— Begin EXTRACTED DATA —
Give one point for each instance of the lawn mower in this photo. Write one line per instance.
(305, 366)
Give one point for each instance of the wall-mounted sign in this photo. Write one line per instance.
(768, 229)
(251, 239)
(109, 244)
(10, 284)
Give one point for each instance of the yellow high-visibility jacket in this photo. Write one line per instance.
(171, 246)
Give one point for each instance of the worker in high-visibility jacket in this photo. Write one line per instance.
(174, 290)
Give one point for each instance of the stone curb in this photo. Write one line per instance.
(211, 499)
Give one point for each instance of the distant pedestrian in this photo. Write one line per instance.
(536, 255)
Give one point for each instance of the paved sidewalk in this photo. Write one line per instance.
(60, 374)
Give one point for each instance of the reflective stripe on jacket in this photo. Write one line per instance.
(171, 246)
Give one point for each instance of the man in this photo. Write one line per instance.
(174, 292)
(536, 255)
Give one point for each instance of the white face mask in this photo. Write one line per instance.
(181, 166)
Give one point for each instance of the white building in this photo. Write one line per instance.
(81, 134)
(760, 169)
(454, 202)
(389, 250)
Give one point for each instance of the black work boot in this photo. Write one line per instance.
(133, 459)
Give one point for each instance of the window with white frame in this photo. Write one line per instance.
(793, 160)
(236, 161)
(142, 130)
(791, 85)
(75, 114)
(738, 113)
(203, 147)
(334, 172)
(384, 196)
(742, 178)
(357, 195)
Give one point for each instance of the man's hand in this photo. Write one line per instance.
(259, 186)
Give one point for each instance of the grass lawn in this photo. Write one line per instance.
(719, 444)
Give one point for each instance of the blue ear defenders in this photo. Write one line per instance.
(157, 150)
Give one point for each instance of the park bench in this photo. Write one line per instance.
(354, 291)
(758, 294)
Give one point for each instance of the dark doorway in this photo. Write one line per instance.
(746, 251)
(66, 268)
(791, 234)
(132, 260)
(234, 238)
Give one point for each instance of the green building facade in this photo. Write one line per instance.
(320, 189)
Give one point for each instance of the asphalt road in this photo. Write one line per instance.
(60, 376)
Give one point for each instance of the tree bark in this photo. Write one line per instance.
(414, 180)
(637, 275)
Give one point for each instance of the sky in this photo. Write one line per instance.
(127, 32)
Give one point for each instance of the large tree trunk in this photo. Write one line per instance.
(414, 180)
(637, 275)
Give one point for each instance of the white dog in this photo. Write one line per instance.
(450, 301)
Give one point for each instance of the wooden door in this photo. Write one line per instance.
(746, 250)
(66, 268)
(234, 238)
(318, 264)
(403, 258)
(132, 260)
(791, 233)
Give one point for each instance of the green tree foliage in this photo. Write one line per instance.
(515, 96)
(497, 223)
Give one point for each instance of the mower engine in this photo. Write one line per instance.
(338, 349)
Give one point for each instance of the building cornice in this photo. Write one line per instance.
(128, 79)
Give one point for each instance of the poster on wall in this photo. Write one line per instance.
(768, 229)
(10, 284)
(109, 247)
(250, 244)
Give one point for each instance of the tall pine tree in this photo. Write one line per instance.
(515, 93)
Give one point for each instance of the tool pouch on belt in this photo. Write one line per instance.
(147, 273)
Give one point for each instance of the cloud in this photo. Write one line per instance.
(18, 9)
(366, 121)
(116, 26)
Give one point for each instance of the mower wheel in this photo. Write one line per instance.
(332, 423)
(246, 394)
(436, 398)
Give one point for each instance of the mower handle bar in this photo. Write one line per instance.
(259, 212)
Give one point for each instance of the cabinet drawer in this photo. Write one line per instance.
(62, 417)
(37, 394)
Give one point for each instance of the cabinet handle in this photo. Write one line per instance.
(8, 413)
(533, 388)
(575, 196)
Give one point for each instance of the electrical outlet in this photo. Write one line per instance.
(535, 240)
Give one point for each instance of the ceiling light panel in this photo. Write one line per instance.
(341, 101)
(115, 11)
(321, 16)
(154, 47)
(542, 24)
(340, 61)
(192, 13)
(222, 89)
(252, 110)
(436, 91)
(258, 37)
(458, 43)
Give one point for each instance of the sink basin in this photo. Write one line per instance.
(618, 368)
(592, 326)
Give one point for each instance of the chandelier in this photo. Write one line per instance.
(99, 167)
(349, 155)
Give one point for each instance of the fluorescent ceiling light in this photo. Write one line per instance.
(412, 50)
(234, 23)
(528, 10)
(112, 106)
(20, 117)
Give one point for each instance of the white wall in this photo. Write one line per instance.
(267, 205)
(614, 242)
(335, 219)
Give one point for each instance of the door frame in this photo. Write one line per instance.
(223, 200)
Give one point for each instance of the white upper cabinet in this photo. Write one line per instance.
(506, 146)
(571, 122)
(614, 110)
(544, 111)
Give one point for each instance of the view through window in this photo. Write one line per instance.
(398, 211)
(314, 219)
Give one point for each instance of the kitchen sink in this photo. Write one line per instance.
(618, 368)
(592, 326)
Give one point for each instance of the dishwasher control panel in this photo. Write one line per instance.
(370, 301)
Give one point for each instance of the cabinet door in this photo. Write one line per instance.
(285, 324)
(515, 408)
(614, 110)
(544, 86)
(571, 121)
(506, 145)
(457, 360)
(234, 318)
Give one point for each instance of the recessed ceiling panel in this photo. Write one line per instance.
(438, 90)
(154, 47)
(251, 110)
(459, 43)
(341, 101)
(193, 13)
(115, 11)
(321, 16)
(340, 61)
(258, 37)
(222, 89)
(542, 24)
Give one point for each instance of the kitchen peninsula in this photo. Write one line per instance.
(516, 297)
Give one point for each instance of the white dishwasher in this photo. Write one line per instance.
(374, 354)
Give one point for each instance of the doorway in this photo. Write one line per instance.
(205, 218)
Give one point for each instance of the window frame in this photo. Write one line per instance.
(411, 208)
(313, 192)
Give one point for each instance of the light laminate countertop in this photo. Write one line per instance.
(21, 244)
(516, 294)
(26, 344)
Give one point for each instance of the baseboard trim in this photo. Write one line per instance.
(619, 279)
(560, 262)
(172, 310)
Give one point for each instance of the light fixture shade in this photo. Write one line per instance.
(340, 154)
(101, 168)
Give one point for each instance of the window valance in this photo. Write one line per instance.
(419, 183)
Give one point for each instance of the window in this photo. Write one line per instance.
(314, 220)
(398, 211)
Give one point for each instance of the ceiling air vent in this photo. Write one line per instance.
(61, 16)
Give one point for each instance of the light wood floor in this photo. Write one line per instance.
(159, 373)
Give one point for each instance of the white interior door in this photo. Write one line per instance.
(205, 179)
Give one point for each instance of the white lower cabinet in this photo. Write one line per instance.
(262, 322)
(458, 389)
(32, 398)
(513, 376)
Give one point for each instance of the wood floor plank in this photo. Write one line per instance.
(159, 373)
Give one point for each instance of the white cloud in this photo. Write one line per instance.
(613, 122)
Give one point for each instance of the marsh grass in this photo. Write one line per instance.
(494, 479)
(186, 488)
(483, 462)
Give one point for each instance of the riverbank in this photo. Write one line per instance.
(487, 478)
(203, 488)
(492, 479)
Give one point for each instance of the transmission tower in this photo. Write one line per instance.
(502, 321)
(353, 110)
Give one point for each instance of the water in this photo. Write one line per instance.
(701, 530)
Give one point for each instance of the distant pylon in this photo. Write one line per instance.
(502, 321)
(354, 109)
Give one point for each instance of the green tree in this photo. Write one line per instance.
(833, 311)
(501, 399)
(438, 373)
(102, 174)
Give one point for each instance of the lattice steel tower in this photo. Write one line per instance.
— End EXTRACTED DATA —
Print out every entry, keeping each one exact.

Give one point for each instance of the lawn mower in this photo. Write one line per instance.
(305, 366)
Give one point for each instance of the wall-mounted sign in this photo. Write one line per instance.
(768, 229)
(251, 239)
(109, 244)
(10, 284)
Give one point for each instance of the yellow high-visibility jacket in this photo. Write one line per instance.
(171, 246)
Give one point for each instance of the worker in high-visibility jacket in this photo. Write one line per instance.
(174, 290)
Give one point for each instance of the stone curb in this photo. Write one line per instance.
(211, 499)
Give one point for each instance of the distant pedestrian in this photo. Write one line per instance.
(536, 255)
Give one point for each instance of the paved sidewalk in this photo. Write one line per instance.
(60, 374)
Give one point for each instance of the reflective stripe on jacket in this photo. Write one line per instance.
(171, 246)
Give one point for each instance of the man in this photo. Write one line per instance.
(174, 292)
(536, 255)
Give one point for each instance of the white face mask in this photo. Write one line per instance.
(181, 166)
Give one point for each instance of the white building in this photo. Write one line per instance.
(81, 134)
(760, 169)
(454, 202)
(389, 250)
Give one point for each instance of the black work boot in this photo. Write one line per instance.
(133, 459)
Give one point for each instance of the window with white frame in this photo. Write one line per instance.
(793, 160)
(236, 161)
(142, 130)
(791, 85)
(75, 114)
(738, 113)
(203, 147)
(334, 172)
(384, 196)
(742, 178)
(357, 195)
Give one point for each instance of the man's hand in this photo. Write one line per instance.
(259, 186)
Give one point for each instance of the grass lawn in this photo. Write one line per instance.
(719, 444)
Give one point for each instance of the blue ear defenders in this photo. Write one line per instance.
(157, 150)
Give one point for each instance of the park bench in this photo. Write one line per instance.
(354, 291)
(758, 294)
Give one point for each instance of the dark doorway in this photo. Write one line per instance.
(746, 251)
(66, 268)
(791, 234)
(132, 260)
(234, 238)
Give one point for each instance of the green building facade in this photo. Write one line per instance.
(320, 189)
Give one point for each instance of the asphalt road in this photo. Write one line per instance.
(60, 376)
Give one point for each instance of the tree bark in this photo. Write one line per instance.
(414, 180)
(637, 275)
Give one point for each instance of the sky in this photo. Write one line per instance.
(127, 32)
Give one point for each instance of the large tree trunk in this photo. Write one line per instance.
(414, 180)
(637, 275)
Give one point for each instance of the white dog in this photo. Write one line per instance.
(450, 301)
Give one point for each instance of the wooden door in this photo. Write one line per instance.
(746, 250)
(66, 268)
(234, 238)
(318, 264)
(403, 258)
(132, 260)
(791, 233)
Give one point for each instance of the green tree foliage in this photo. Write one line per instance.
(515, 96)
(497, 223)
Give one point for each instance of the mower engine in this photo. Write one line per instance.
(338, 349)
Give one point for each instance of the building cornice in this photo. Write one line per instance.
(128, 79)
Give one point for each instance of the poster on wall in this photo. Write one line per instance.
(768, 229)
(10, 284)
(109, 247)
(250, 244)
Give one point for each instance of the tall pine tree in this photo. Write one line per instance.
(515, 93)
Give one point for each instance of the tool pouch on belt in this photo. Write one line per instance.
(147, 273)
Give one point for each instance of the cloud in this photo. Write one line per instance.
(18, 9)
(366, 121)
(116, 26)
Give one point for each instance of the mower wheel in this photo. Write one line per instance.
(332, 423)
(246, 394)
(436, 398)
Give one point for each instance of the mower handle bar in this photo. Write one line per instance.
(259, 212)
Give one point for each instance of the cabinet drawer in this photo. Write one line per instance.
(62, 417)
(37, 394)
Give one point for each instance of the cabinet handle in this photo. Write one line per instance.
(8, 413)
(533, 388)
(575, 196)
Give one point for each instance of the electrical outlet in this photo. Write one line per instance.
(535, 240)
Give one point for each instance of the ceiling light panel in this photo. Write one line per instance.
(341, 101)
(115, 11)
(321, 16)
(154, 47)
(542, 24)
(340, 61)
(192, 13)
(222, 89)
(252, 110)
(436, 91)
(258, 37)
(458, 43)
Give one point for each instance of the sink basin in this photo. Write one line per instance.
(618, 368)
(592, 326)
Give one point for each instance of the chandelier in this photo. Write one line per instance.
(99, 167)
(349, 155)
Give one point for each instance of the fluorescent ceiling light in this photo. Write one line per instance.
(412, 50)
(234, 23)
(528, 10)
(112, 106)
(20, 117)
Give one point for each instance of the white wall in this photo. Write one line per instance.
(267, 205)
(614, 242)
(335, 219)
Give one point for each instance of the door frame in this photo. Write one line per instance.
(223, 200)
Give one point for each instance of the white upper cabinet in this photo. Write one line per instance.
(506, 146)
(571, 122)
(614, 110)
(544, 111)
Give one point for each instance of the view through window in this photo. Write one line per instance.
(398, 211)
(314, 219)
Give one point for each instance of the kitchen sink in this photo. Write one line per instance.
(618, 368)
(592, 326)
Give one point for each instance of the dishwasher control panel in this photo. Write one line per instance.
(370, 301)
Give one point for each instance of the cabinet door in this photo. Write one line per instance.
(285, 324)
(515, 408)
(614, 110)
(544, 86)
(571, 121)
(506, 145)
(457, 360)
(234, 318)
Give one point for each instance of the recessed ceiling panel in this photo. Write one line per instance.
(438, 90)
(154, 47)
(251, 110)
(459, 43)
(341, 101)
(193, 13)
(115, 11)
(321, 16)
(340, 61)
(258, 37)
(222, 89)
(542, 24)
Give one point for each instance of the kitchen peninsula in this photo. Write one line per instance.
(516, 297)
Give one point for each instance of the white dishwasher in this photo. Write one line per instance.
(374, 354)
Give one point for each instance of the doorway in this photo. Write one line per instance.
(205, 218)
Give one point for each instance of the window frame in this photo. Write one line per instance.
(411, 208)
(313, 192)
Give one point for each instance of the light laminate countertop in this photo. Write one line per instance.
(21, 244)
(516, 294)
(26, 344)
Give one point for each instance of the baseboard trim in this photo. Write one line per instance.
(619, 279)
(560, 262)
(172, 310)
Give one point for each instance of the light fixture shade in this photo. Write one line per instance.
(340, 154)
(101, 168)
Give one point for each instance of the window valance in this photo. Write one line per instance.
(419, 183)
Give one point for each instance of the window in this photo. Write one line per instance.
(314, 220)
(398, 211)
Give one point for each instance of the ceiling air vent in this photo. Write one line per instance.
(61, 16)
Give one point for each instance of the light wood floor in this photo. Write one line per instance.
(159, 373)
Give one point for each instance of the white interior door in this photo. Write one line per instance.
(205, 179)
Give one point for each instance of the white lower cabinet in this photo. Write one line per instance.
(262, 322)
(458, 389)
(32, 398)
(513, 376)
Give one point for each instance of the wood floor plank in this photo. Write one line per instance.
(159, 373)
Give one point for each instance of the white cloud in this photo. Write one line per instance.
(613, 122)
Give one point for each instance of the marsh grass in this photo. Write one line per instance.
(494, 479)
(186, 488)
(483, 462)
Give one point for each instance of the riverbank in this photo. Write one line per instance.
(487, 478)
(203, 488)
(492, 479)
Give one point for each instance of the transmission tower in this photo. Write one line per instance.
(502, 321)
(353, 110)
Give one point for each instance of the water in this photo. Write one line per instance.
(701, 530)
Give one point for each instance of the distant pylon in this photo. Write one line per instance.
(502, 321)
(354, 109)
Give one point for each instance of the green tree in this photo. Write one line per instance.
(833, 311)
(501, 399)
(438, 373)
(102, 174)
Give one point for each instance of the lattice steel tower in this photo. Write one line per instance.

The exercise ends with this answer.